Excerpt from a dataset

········

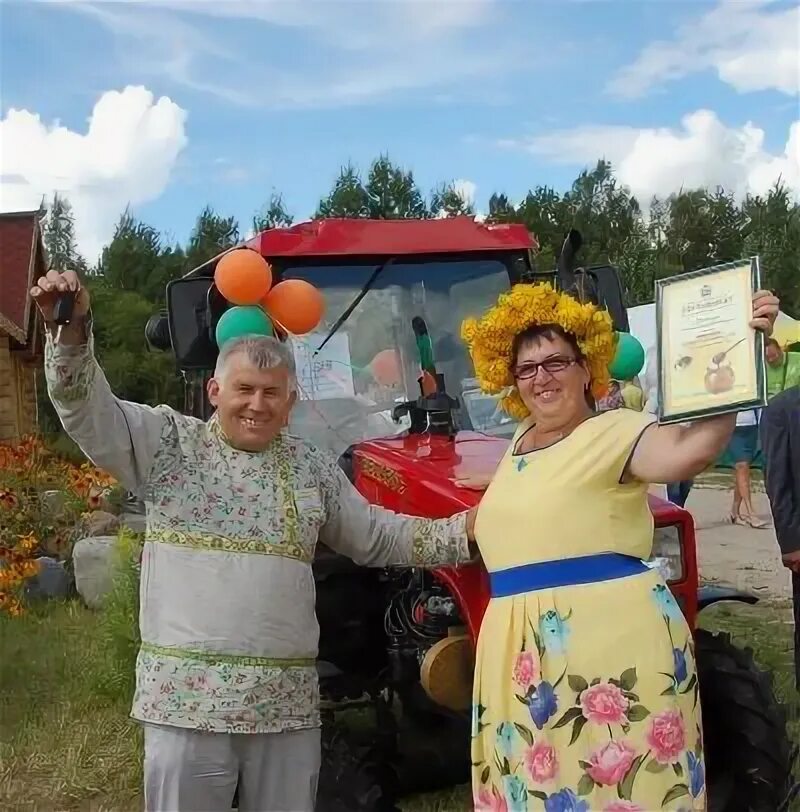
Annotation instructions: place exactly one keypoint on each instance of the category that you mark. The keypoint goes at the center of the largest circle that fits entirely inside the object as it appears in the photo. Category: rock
(134, 521)
(53, 502)
(52, 581)
(100, 523)
(94, 560)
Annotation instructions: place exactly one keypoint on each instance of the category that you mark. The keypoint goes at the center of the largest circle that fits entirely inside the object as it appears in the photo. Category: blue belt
(587, 569)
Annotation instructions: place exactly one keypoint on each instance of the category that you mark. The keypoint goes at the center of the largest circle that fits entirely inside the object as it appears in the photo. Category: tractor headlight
(667, 556)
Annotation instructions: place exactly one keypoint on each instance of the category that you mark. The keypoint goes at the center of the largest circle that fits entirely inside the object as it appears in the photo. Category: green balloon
(629, 359)
(242, 321)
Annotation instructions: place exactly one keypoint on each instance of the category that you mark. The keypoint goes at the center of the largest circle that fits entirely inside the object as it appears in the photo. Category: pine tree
(348, 198)
(59, 236)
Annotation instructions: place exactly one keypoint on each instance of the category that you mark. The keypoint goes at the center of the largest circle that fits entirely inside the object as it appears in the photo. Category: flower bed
(43, 499)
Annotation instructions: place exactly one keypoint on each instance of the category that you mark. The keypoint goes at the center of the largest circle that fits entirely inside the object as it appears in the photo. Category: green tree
(501, 210)
(605, 213)
(447, 201)
(59, 236)
(545, 214)
(348, 198)
(132, 261)
(212, 234)
(272, 215)
(772, 232)
(392, 192)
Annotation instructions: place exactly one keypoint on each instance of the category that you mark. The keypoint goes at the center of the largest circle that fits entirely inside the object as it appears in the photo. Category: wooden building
(22, 261)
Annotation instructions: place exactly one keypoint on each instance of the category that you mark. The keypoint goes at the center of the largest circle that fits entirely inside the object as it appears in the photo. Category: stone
(100, 523)
(53, 502)
(52, 581)
(134, 521)
(94, 562)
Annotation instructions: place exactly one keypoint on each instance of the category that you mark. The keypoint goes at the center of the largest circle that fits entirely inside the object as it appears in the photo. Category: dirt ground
(738, 556)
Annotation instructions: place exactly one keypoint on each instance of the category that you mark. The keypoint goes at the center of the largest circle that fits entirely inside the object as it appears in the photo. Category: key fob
(65, 304)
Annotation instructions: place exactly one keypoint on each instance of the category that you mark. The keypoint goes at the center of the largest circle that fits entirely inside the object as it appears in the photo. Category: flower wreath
(491, 337)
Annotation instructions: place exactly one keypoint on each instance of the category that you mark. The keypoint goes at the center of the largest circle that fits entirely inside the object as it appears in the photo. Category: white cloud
(703, 152)
(358, 51)
(126, 156)
(751, 44)
(466, 188)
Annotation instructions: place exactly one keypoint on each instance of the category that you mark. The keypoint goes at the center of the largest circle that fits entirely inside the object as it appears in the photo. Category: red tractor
(398, 643)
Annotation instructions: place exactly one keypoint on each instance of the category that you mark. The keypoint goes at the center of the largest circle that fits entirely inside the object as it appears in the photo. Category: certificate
(710, 361)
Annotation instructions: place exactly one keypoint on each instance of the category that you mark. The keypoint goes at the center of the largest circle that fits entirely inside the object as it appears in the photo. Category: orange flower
(8, 499)
(27, 543)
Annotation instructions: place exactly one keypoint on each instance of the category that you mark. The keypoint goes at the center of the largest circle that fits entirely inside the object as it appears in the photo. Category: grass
(67, 743)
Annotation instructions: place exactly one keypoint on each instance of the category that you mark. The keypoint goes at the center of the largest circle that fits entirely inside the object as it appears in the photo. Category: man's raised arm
(118, 436)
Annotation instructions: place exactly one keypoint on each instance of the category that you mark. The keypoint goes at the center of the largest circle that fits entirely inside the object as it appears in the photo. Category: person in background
(632, 395)
(742, 449)
(783, 368)
(776, 368)
(612, 399)
(677, 492)
(780, 438)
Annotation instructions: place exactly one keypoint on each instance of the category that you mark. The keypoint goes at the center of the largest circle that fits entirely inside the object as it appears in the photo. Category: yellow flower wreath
(491, 337)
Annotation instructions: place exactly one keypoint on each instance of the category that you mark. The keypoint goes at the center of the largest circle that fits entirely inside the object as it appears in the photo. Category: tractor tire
(354, 775)
(749, 758)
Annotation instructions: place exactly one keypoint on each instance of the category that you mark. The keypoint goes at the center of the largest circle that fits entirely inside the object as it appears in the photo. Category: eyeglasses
(552, 366)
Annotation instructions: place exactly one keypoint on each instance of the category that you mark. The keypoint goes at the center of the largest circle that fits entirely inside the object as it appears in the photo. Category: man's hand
(792, 561)
(765, 310)
(46, 293)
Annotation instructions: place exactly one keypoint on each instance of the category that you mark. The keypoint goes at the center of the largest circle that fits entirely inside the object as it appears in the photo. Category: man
(780, 438)
(226, 682)
(677, 492)
(783, 368)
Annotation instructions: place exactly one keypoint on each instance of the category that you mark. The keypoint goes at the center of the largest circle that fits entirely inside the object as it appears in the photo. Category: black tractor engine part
(430, 414)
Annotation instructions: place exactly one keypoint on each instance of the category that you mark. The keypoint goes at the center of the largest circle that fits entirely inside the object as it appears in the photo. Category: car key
(62, 312)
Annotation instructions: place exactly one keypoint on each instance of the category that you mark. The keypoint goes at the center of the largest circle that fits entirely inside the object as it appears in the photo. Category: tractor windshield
(348, 389)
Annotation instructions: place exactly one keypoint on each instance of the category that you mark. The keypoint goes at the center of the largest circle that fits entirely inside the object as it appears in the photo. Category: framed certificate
(710, 361)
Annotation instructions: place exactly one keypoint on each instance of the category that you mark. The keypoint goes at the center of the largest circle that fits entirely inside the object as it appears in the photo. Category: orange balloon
(295, 305)
(385, 368)
(243, 276)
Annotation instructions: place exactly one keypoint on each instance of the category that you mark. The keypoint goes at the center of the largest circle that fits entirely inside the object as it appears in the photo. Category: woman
(742, 450)
(585, 691)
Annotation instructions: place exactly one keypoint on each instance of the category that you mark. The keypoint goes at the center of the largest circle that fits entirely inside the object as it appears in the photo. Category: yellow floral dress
(586, 692)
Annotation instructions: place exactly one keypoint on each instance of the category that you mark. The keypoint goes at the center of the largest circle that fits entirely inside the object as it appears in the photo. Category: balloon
(243, 276)
(242, 321)
(385, 368)
(295, 305)
(629, 358)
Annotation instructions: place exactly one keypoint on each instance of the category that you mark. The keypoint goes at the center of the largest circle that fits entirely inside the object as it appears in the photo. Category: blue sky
(244, 97)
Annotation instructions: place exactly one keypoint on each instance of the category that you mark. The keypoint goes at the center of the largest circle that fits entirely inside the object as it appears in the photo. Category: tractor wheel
(354, 775)
(749, 758)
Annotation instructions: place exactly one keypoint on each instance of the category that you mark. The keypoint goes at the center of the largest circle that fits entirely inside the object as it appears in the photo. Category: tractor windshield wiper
(355, 303)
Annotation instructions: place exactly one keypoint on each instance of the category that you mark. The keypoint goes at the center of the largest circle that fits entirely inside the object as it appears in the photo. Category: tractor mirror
(191, 322)
(606, 290)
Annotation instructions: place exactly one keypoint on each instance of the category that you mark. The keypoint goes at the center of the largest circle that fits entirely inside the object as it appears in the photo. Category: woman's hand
(471, 516)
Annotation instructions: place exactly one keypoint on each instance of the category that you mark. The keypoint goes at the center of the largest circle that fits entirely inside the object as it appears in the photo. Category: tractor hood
(417, 474)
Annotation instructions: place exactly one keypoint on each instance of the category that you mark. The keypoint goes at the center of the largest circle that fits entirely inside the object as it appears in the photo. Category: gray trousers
(193, 771)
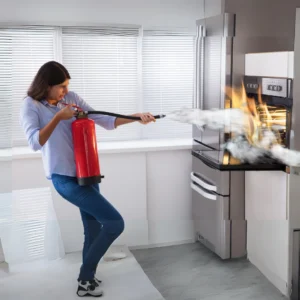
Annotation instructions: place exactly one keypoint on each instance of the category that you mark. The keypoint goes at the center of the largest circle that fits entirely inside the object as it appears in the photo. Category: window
(122, 70)
(168, 72)
(29, 48)
(29, 227)
(103, 64)
(5, 90)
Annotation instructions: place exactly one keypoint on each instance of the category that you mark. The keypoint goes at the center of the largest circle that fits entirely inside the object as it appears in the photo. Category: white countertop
(108, 147)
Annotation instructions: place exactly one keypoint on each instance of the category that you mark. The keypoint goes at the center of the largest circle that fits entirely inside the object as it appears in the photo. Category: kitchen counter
(108, 147)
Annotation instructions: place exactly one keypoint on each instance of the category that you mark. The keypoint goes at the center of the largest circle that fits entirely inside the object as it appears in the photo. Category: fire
(259, 117)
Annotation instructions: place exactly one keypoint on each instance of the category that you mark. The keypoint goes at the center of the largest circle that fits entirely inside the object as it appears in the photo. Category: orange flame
(259, 117)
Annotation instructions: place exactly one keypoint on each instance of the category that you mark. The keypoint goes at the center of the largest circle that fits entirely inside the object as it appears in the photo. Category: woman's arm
(145, 119)
(64, 114)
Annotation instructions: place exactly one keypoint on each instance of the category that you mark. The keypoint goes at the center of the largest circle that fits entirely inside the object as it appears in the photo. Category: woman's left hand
(145, 118)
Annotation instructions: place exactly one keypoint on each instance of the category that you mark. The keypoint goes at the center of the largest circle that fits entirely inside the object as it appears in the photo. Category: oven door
(211, 217)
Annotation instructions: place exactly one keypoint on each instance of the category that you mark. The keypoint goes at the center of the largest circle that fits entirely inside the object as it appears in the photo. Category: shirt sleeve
(107, 122)
(29, 121)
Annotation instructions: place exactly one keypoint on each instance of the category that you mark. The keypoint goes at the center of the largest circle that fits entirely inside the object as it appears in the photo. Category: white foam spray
(264, 148)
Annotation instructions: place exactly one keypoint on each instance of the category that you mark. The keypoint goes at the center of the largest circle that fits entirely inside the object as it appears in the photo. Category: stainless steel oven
(218, 209)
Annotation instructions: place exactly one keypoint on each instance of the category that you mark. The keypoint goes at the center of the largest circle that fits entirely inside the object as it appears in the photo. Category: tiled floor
(191, 272)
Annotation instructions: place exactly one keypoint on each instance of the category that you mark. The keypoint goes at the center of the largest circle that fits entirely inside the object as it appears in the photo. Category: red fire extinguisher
(85, 145)
(86, 151)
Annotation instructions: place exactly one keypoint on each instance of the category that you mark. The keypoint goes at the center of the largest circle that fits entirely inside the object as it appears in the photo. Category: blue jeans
(102, 223)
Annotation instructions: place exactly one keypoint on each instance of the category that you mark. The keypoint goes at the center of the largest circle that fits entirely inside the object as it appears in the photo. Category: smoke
(265, 149)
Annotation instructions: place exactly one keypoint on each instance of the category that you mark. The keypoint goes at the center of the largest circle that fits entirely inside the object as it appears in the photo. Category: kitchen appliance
(217, 194)
(218, 179)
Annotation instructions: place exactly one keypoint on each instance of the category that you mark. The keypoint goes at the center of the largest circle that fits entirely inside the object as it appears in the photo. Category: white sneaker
(89, 288)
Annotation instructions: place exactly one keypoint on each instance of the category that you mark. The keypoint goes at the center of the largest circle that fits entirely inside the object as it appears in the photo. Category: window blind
(30, 48)
(168, 75)
(103, 64)
(30, 227)
(5, 90)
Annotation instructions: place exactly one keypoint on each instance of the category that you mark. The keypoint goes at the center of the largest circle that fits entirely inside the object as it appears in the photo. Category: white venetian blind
(5, 90)
(31, 47)
(168, 80)
(103, 64)
(30, 227)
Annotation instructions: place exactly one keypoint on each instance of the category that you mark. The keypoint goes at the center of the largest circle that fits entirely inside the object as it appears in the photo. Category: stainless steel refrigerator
(218, 179)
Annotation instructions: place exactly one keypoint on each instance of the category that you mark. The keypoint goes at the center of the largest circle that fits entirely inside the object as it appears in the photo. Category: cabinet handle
(203, 193)
(202, 183)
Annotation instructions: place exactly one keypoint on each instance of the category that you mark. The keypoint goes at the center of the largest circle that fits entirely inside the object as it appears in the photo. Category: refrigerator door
(213, 70)
(211, 220)
(296, 266)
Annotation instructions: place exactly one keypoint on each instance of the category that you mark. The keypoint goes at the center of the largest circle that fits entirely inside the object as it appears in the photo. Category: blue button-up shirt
(57, 152)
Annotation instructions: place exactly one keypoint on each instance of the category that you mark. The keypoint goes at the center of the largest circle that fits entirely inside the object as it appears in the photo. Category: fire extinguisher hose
(121, 116)
(110, 113)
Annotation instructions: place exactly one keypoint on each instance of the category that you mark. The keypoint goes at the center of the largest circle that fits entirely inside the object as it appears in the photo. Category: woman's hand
(66, 113)
(145, 118)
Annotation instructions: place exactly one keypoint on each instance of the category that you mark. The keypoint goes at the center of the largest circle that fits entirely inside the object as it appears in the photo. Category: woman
(48, 128)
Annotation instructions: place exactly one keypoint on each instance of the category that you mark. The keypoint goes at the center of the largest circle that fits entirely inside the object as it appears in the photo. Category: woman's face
(57, 92)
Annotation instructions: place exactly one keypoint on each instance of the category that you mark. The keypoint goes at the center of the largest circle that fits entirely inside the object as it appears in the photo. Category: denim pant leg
(91, 229)
(88, 199)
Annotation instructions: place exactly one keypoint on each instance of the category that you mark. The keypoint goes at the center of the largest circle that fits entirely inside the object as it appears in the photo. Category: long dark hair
(49, 74)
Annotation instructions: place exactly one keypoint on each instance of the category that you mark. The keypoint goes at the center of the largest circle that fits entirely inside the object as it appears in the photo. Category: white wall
(267, 224)
(148, 13)
(149, 188)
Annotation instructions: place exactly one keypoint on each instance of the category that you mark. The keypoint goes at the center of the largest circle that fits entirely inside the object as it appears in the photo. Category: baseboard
(190, 241)
(280, 284)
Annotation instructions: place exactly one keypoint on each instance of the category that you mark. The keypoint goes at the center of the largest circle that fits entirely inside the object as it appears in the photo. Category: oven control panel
(270, 86)
(274, 87)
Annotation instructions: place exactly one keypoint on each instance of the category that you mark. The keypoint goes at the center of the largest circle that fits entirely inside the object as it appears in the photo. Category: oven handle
(202, 183)
(203, 193)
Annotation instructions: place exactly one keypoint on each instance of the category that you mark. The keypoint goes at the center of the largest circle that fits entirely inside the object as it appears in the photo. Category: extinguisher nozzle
(159, 116)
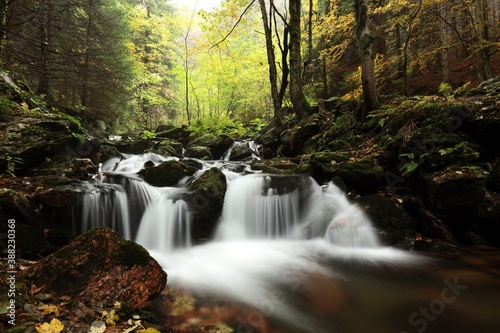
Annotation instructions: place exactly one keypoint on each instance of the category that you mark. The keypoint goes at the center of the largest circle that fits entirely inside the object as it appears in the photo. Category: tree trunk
(297, 96)
(365, 44)
(445, 41)
(86, 65)
(46, 11)
(481, 31)
(271, 58)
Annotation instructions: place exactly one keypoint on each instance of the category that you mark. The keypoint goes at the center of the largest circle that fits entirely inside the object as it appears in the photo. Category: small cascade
(242, 150)
(106, 205)
(166, 225)
(349, 226)
(132, 163)
(256, 208)
(140, 195)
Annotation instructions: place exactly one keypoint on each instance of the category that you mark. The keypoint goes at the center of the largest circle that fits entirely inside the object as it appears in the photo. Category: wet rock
(169, 148)
(30, 238)
(168, 173)
(428, 225)
(364, 175)
(395, 226)
(33, 140)
(270, 139)
(278, 166)
(244, 151)
(205, 198)
(173, 133)
(217, 145)
(455, 187)
(100, 268)
(199, 152)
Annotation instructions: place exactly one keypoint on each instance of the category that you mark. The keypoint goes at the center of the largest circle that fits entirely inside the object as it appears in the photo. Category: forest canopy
(139, 63)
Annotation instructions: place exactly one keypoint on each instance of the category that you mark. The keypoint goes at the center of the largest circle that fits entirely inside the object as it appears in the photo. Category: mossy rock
(329, 157)
(364, 175)
(168, 173)
(30, 238)
(217, 145)
(169, 148)
(205, 197)
(100, 268)
(199, 152)
(278, 166)
(455, 187)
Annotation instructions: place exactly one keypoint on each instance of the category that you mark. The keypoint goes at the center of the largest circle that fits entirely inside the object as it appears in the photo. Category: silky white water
(298, 254)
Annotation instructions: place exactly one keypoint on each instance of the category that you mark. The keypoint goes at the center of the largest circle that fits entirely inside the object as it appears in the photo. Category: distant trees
(118, 60)
(412, 40)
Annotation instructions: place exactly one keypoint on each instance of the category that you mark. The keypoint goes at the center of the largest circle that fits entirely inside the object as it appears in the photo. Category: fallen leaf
(55, 326)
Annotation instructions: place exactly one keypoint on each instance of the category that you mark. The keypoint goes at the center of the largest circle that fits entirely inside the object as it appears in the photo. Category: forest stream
(297, 256)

········

* **What the task requires**
Begin with the line that contains "Category: fallen leaf" and end with the last line of the records; set down every line in that span exactly, and nothing else.

* **Solved problem**
Annotation instructions: place exactly one keypoint on each instance of the category that you mark. The keypoint goes at the center of the largest circle that fits entirely inside the object as it appears in the photo. Category: fallen leaf
(55, 326)
Annotation instructions: place exactly one keypoint on each instance of the category that you mark. The keypoint goes at the center of the largest circle that fits entirely inside the object as it appears in the photo. Category: forest stream
(297, 256)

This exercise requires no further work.